§ Description of the task:
Count the lines in the material below that contain the string "Give", with case counting. Reply with the number alone.

Segmentation labeling material:
>> Begin
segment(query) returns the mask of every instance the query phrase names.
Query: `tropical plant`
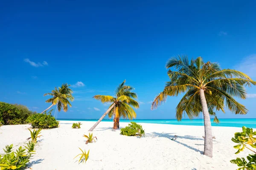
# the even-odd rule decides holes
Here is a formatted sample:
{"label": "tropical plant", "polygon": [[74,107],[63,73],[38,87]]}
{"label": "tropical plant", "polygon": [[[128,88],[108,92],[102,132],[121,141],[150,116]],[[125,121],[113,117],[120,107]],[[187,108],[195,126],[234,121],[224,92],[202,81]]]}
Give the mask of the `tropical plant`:
{"label": "tropical plant", "polygon": [[71,102],[74,100],[74,97],[72,94],[73,91],[69,88],[70,86],[70,85],[68,85],[67,83],[62,84],[61,87],[59,87],[58,88],[55,87],[55,89],[52,91],[52,93],[44,94],[44,96],[50,95],[53,97],[45,101],[47,103],[52,103],[52,105],[43,111],[41,113],[43,113],[55,105],[57,105],[59,112],[61,111],[62,108],[64,112],[67,111],[67,105],[72,106],[69,100]]}
{"label": "tropical plant", "polygon": [[47,113],[33,114],[27,119],[27,122],[31,123],[33,128],[48,129],[58,128],[59,121],[51,115],[52,109]]}
{"label": "tropical plant", "polygon": [[76,156],[74,158],[74,159],[81,155],[81,156],[79,159],[79,161],[78,161],[79,162],[81,163],[81,160],[82,160],[83,164],[84,163],[84,163],[86,163],[86,161],[88,160],[88,159],[89,158],[89,153],[90,152],[90,150],[89,150],[88,151],[88,153],[86,153],[86,151],[85,151],[85,150],[84,150],[84,151],[80,147],[79,147],[79,148],[80,150],[81,150],[81,151],[82,151],[82,153],[80,153],[79,154],[77,155],[77,156]]}
{"label": "tropical plant", "polygon": [[87,144],[88,143],[93,143],[93,142],[96,142],[96,141],[95,141],[94,138],[98,140],[96,136],[93,137],[93,133],[91,134],[89,133],[88,136],[84,135],[83,136],[87,139],[87,140],[86,140],[86,142],[85,142],[85,144]]}
{"label": "tropical plant", "polygon": [[0,102],[0,123],[2,125],[26,124],[28,117],[34,113],[26,106]]}
{"label": "tropical plant", "polygon": [[143,129],[142,126],[134,122],[131,122],[128,126],[121,129],[120,134],[128,136],[138,136],[140,138],[143,135],[145,136],[145,130]]}
{"label": "tropical plant", "polygon": [[256,132],[253,129],[247,128],[245,126],[242,128],[243,131],[235,133],[235,137],[231,139],[235,143],[239,144],[234,146],[235,149],[238,149],[236,154],[239,153],[240,151],[247,148],[253,152],[253,154],[249,154],[247,157],[248,162],[244,158],[237,158],[236,159],[230,161],[233,164],[236,164],[239,167],[237,170],[256,169]]}
{"label": "tropical plant", "polygon": [[184,113],[192,119],[203,110],[204,117],[205,142],[204,154],[212,156],[212,136],[209,114],[218,122],[215,111],[225,113],[227,108],[236,114],[246,114],[245,107],[233,97],[244,99],[246,91],[244,85],[256,85],[256,82],[240,71],[229,69],[221,69],[216,63],[204,63],[201,57],[192,60],[190,63],[186,56],[173,57],[168,60],[166,67],[174,68],[167,73],[170,81],[163,92],[152,103],[156,108],[166,101],[167,96],[184,94],[176,108],[176,118],[180,120]]}
{"label": "tropical plant", "polygon": [[103,119],[108,113],[109,117],[113,116],[113,129],[119,128],[119,120],[120,117],[129,119],[132,119],[136,117],[136,113],[131,106],[135,108],[139,107],[139,103],[133,98],[137,99],[137,94],[131,91],[134,88],[128,85],[125,85],[125,80],[124,81],[116,90],[115,96],[96,95],[93,98],[100,100],[102,103],[111,103],[108,110],[99,119],[99,120],[89,130],[93,131],[98,124]]}
{"label": "tropical plant", "polygon": [[28,129],[30,132],[30,136],[31,136],[27,139],[27,140],[28,140],[30,139],[31,139],[31,142],[32,143],[36,143],[37,142],[37,138],[40,138],[41,136],[43,135],[39,135],[39,134],[41,133],[41,131],[42,130],[41,129],[38,129],[38,130],[33,130],[33,132],[31,131],[31,130],[28,128]]}
{"label": "tropical plant", "polygon": [[25,147],[26,149],[20,147],[15,152],[12,151],[12,144],[10,146],[6,145],[6,149],[3,149],[6,153],[0,155],[1,170],[20,170],[25,167],[32,156],[32,154],[35,152],[34,143],[29,142],[27,145]]}
{"label": "tropical plant", "polygon": [[80,129],[80,128],[81,128],[80,126],[81,125],[82,125],[82,124],[80,122],[79,122],[78,123],[73,123],[73,125],[72,125],[72,128],[73,129],[76,128],[77,128],[78,129]]}

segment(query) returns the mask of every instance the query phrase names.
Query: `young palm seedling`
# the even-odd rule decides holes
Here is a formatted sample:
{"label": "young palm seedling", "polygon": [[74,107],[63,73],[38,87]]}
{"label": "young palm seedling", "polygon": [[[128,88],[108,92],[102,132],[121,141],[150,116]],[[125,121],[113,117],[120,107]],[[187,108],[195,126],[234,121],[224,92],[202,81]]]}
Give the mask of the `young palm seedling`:
{"label": "young palm seedling", "polygon": [[30,135],[31,137],[29,137],[27,140],[29,140],[29,139],[31,139],[31,142],[33,143],[36,143],[37,140],[37,138],[40,138],[40,136],[41,136],[42,135],[39,135],[39,134],[41,133],[41,130],[42,130],[41,129],[38,129],[38,130],[33,130],[32,132],[29,129],[28,129],[30,131]]}
{"label": "young palm seedling", "polygon": [[97,139],[97,140],[98,140],[98,139],[97,139],[97,137],[96,137],[96,136],[93,137],[93,133],[92,133],[91,134],[90,133],[89,133],[89,136],[87,136],[87,135],[84,135],[84,137],[85,138],[86,138],[87,139],[87,140],[85,142],[85,144],[87,144],[88,143],[93,143],[93,142],[96,142],[94,138],[96,138],[96,139]]}
{"label": "young palm seedling", "polygon": [[81,155],[81,156],[80,157],[80,159],[79,159],[79,162],[81,162],[81,160],[82,159],[83,164],[84,163],[84,162],[86,163],[86,161],[87,161],[87,160],[89,158],[89,152],[90,152],[90,150],[89,150],[88,151],[88,153],[86,153],[86,151],[85,151],[85,150],[84,150],[84,152],[83,150],[81,149],[81,148],[80,148],[80,147],[79,147],[79,148],[80,150],[81,150],[81,151],[82,151],[82,153],[80,153],[79,154],[77,155],[74,158],[74,159]]}

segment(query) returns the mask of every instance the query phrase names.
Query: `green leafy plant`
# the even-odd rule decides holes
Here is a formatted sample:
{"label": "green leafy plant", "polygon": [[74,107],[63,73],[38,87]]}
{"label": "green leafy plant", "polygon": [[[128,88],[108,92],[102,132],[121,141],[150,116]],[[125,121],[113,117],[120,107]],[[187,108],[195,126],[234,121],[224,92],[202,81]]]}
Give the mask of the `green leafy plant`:
{"label": "green leafy plant", "polygon": [[78,123],[74,123],[72,125],[72,128],[73,129],[76,128],[78,129],[80,129],[80,128],[81,128],[80,126],[82,125],[83,124],[82,124],[80,122],[79,122]]}
{"label": "green leafy plant", "polygon": [[81,160],[82,160],[83,164],[84,163],[84,162],[85,163],[86,163],[86,161],[88,160],[88,159],[89,158],[89,153],[90,152],[90,150],[88,151],[88,153],[86,153],[86,151],[85,151],[85,150],[84,150],[84,151],[80,147],[79,147],[79,148],[81,150],[81,151],[82,151],[82,153],[80,153],[79,154],[77,155],[74,158],[74,159],[81,155],[81,156],[79,159],[79,162],[80,163],[81,162]]}
{"label": "green leafy plant", "polygon": [[247,148],[253,152],[254,154],[249,154],[247,157],[248,161],[244,158],[237,158],[236,159],[231,160],[230,162],[240,167],[238,170],[255,170],[256,151],[253,149],[256,148],[256,132],[253,132],[253,129],[247,128],[245,126],[243,127],[242,130],[242,132],[235,133],[235,137],[231,139],[234,142],[239,144],[234,146],[235,149],[238,149],[235,153],[238,154]]}
{"label": "green leafy plant", "polygon": [[33,128],[48,129],[56,128],[58,127],[59,121],[57,121],[51,115],[52,109],[47,113],[34,114],[27,119],[27,122],[31,123]]}
{"label": "green leafy plant", "polygon": [[96,142],[96,141],[95,141],[95,139],[94,139],[95,138],[98,140],[96,136],[93,137],[93,133],[91,133],[91,134],[89,133],[89,136],[84,135],[83,136],[87,139],[87,140],[85,142],[85,144],[87,144],[88,143],[93,143],[93,142]]}
{"label": "green leafy plant", "polygon": [[[1,170],[20,170],[26,167],[27,164],[35,153],[34,144],[29,142],[25,147],[26,149],[20,147],[16,152],[12,151],[13,145],[6,145],[3,150],[6,153],[0,155],[0,167]],[[26,149],[27,151],[26,152]]]}
{"label": "green leafy plant", "polygon": [[121,129],[120,134],[128,136],[138,136],[140,138],[142,136],[145,136],[145,132],[140,125],[131,122],[128,126]]}
{"label": "green leafy plant", "polygon": [[27,123],[28,117],[35,113],[26,106],[0,102],[0,123],[2,125]]}
{"label": "green leafy plant", "polygon": [[33,130],[33,132],[31,131],[28,128],[28,129],[30,132],[30,135],[31,137],[29,137],[27,140],[29,140],[30,139],[31,139],[31,142],[33,143],[36,143],[37,142],[37,138],[40,138],[40,136],[41,136],[42,135],[39,135],[39,134],[41,133],[41,130],[42,130],[42,129],[38,129],[38,130]]}

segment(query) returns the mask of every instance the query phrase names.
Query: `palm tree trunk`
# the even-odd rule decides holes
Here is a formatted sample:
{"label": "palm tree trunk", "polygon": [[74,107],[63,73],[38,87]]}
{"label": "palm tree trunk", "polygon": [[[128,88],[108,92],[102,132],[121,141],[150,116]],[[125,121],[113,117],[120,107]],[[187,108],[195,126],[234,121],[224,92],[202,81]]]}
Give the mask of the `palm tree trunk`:
{"label": "palm tree trunk", "polygon": [[94,128],[96,128],[96,126],[97,126],[97,125],[103,119],[103,118],[106,116],[106,115],[107,115],[107,114],[108,114],[108,112],[109,112],[110,111],[110,110],[114,107],[114,106],[115,106],[115,103],[113,103],[112,105],[111,106],[111,107],[110,108],[109,108],[107,111],[106,111],[106,112],[105,112],[105,113],[104,114],[103,114],[102,116],[101,116],[101,117],[100,118],[99,118],[99,119],[98,120],[98,121],[97,121],[97,122],[96,123],[95,123],[94,125],[93,125],[93,127],[91,127],[90,128],[90,129],[88,131],[91,132],[93,130],[93,129],[94,129]]}
{"label": "palm tree trunk", "polygon": [[44,113],[44,112],[45,111],[46,111],[46,110],[48,110],[50,108],[51,108],[51,107],[52,107],[52,106],[53,106],[54,105],[52,104],[52,105],[51,105],[51,106],[49,107],[49,108],[48,108],[47,109],[45,109],[42,112],[42,113],[41,113],[41,114],[42,114]]}
{"label": "palm tree trunk", "polygon": [[207,106],[206,99],[204,96],[204,91],[201,89],[199,91],[200,99],[202,108],[203,108],[203,114],[204,119],[204,155],[210,157],[212,157],[212,126],[210,115]]}

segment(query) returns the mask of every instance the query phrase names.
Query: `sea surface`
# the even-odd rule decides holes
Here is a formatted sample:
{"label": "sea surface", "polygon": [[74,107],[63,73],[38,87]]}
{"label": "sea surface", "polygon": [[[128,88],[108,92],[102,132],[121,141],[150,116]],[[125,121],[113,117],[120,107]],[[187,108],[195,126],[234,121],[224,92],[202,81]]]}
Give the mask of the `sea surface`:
>> End
§ Result:
5